#### [Exercise instructions]
Beneath this task is a listing; tally its lines that contain "white" and give only the total.

#### [Data for the task]

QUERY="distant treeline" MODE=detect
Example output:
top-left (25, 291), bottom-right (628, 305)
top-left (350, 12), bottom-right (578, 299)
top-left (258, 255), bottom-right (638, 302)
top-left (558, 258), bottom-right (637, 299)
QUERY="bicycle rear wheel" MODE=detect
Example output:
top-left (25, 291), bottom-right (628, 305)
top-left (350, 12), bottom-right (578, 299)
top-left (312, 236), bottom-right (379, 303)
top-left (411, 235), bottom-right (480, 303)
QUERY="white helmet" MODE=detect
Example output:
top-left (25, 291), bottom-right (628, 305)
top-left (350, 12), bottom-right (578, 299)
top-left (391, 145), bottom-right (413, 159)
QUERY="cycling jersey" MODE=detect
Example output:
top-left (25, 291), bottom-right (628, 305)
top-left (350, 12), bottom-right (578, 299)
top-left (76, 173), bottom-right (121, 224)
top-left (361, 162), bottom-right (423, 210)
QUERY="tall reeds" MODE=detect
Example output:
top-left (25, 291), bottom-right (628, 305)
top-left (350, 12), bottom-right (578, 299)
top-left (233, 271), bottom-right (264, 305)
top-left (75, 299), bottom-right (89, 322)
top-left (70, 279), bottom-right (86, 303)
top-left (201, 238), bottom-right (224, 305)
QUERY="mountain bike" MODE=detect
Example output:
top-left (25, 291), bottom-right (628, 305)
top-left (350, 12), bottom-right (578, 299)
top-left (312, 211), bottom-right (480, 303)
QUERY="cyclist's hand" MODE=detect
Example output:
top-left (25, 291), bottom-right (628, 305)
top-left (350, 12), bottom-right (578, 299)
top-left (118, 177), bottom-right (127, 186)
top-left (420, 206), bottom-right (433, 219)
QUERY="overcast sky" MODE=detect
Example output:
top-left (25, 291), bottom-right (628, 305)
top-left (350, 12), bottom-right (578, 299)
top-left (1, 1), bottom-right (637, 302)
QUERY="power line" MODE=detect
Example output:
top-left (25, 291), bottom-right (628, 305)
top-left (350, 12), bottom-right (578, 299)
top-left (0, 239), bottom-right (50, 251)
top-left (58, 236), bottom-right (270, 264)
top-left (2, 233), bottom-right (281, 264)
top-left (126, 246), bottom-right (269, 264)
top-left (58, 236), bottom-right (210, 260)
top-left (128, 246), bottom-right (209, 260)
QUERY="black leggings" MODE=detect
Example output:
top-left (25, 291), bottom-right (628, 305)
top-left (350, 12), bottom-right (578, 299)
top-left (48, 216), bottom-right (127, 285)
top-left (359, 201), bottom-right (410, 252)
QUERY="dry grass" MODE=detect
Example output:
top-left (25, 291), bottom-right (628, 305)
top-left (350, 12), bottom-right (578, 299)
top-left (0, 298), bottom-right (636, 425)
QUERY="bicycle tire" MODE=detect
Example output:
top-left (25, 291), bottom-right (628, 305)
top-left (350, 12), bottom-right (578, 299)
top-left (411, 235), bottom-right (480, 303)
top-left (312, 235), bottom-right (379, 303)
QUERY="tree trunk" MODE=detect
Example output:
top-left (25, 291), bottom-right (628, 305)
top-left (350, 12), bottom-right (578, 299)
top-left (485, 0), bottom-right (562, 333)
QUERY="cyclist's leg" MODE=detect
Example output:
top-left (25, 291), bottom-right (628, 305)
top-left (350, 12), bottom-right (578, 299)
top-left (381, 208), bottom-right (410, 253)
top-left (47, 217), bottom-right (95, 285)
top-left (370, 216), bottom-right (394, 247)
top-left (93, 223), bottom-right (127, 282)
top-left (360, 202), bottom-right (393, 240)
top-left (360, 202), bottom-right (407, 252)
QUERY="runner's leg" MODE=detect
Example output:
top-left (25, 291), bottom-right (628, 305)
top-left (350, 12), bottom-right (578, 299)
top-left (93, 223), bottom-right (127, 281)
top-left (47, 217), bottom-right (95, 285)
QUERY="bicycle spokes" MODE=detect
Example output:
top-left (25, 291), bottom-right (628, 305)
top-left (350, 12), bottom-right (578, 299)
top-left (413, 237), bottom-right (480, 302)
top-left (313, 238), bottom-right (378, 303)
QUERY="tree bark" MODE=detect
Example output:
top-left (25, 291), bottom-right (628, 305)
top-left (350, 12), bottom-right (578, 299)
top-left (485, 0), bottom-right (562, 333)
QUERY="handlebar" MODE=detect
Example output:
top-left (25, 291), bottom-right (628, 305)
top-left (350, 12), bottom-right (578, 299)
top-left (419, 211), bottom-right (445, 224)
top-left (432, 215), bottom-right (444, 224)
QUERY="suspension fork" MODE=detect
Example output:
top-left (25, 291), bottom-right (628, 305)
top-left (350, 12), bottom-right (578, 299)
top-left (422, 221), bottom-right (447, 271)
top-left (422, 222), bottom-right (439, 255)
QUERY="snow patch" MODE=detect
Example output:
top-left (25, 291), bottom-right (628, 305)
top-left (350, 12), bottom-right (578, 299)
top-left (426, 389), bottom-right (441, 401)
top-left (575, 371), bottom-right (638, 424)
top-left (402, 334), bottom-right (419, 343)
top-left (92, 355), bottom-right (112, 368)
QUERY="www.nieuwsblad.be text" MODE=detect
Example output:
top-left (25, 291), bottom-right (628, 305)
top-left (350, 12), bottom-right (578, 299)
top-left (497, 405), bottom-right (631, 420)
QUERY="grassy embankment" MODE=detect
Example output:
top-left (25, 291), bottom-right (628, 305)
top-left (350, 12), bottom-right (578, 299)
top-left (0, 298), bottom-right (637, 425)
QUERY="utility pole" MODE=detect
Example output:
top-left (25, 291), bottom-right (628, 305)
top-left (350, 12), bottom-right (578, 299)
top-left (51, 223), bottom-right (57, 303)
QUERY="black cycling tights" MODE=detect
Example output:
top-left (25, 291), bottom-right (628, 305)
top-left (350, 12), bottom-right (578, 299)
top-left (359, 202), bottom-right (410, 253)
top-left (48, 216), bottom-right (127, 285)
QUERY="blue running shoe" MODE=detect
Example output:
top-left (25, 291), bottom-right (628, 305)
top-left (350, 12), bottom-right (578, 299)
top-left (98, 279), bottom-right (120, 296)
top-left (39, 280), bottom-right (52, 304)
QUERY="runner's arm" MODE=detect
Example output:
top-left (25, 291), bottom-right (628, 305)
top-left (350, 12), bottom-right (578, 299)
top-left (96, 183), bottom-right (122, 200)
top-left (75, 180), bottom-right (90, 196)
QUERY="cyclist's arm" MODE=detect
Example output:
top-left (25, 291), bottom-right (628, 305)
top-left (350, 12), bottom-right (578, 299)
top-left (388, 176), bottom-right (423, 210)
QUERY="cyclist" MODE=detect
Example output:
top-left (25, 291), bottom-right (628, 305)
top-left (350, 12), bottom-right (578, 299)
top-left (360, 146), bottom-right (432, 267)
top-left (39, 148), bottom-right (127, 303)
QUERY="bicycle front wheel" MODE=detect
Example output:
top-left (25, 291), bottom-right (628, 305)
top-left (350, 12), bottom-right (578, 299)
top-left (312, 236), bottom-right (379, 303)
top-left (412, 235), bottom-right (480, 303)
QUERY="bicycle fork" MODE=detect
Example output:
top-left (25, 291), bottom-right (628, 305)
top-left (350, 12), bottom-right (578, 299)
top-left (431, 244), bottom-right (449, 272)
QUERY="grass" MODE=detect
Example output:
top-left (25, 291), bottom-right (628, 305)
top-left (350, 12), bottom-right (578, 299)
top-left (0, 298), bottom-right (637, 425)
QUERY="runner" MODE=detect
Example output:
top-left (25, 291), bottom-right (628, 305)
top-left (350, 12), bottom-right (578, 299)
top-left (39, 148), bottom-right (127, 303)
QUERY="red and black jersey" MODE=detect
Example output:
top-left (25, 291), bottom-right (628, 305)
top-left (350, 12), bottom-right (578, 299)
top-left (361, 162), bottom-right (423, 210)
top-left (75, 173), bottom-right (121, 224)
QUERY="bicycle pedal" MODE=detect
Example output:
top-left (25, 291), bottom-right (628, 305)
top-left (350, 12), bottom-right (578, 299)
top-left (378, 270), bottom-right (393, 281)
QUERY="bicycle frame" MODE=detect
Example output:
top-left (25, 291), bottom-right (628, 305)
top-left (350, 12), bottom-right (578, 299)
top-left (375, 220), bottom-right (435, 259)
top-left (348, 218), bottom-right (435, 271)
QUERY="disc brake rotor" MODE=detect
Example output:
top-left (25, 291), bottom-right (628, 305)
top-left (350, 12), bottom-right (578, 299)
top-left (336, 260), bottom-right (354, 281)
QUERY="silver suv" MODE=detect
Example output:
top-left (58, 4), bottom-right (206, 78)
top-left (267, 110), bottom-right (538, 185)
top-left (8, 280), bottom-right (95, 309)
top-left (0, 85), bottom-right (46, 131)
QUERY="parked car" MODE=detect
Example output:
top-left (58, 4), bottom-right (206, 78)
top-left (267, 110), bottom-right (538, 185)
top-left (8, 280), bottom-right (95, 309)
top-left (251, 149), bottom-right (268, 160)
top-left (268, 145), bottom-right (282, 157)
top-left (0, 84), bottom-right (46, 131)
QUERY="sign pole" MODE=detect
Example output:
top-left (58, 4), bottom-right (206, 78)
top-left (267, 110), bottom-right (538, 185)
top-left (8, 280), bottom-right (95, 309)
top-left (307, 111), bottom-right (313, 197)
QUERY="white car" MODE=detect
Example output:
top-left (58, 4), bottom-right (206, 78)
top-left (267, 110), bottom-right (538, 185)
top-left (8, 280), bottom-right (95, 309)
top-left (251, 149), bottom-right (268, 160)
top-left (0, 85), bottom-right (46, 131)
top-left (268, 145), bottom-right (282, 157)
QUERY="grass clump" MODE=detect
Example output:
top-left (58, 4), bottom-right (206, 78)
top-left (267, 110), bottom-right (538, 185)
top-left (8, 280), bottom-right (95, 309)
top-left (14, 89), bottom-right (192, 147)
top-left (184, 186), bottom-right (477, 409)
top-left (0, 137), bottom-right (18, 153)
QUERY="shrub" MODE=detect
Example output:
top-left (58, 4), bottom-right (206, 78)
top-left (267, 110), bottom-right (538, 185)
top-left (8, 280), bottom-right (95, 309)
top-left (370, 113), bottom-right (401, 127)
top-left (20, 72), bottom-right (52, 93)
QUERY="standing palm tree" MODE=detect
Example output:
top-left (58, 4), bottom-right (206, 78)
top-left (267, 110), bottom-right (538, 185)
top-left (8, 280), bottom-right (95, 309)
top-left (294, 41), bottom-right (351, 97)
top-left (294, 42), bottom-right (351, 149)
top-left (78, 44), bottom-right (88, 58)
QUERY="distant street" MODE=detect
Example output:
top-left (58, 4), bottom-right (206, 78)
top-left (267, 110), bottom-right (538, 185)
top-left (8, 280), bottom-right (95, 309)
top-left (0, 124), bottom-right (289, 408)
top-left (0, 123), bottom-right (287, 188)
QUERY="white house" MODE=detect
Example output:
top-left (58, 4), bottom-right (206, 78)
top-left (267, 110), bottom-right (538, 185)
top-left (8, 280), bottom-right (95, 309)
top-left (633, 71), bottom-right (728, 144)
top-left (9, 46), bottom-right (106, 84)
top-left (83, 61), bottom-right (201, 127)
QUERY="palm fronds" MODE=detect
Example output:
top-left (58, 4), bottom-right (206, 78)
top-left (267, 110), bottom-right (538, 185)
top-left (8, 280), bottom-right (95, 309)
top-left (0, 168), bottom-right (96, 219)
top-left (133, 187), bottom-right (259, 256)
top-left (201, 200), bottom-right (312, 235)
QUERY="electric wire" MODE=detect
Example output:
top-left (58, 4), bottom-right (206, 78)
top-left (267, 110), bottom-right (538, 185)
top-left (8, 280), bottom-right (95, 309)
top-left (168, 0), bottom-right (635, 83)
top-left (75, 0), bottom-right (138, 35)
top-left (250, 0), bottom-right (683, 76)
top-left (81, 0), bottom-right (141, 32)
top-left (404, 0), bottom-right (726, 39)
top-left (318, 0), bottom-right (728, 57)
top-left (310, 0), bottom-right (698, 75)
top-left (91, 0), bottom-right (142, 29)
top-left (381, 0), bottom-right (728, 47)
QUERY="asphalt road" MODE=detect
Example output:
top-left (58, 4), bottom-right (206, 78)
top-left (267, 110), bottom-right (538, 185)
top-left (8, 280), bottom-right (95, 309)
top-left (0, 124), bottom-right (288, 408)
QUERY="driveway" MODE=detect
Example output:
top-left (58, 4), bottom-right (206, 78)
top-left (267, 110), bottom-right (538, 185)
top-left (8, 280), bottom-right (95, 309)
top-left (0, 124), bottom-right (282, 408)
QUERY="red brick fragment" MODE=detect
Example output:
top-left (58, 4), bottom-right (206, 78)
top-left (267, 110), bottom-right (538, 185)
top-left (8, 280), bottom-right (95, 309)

#### [Solution]
3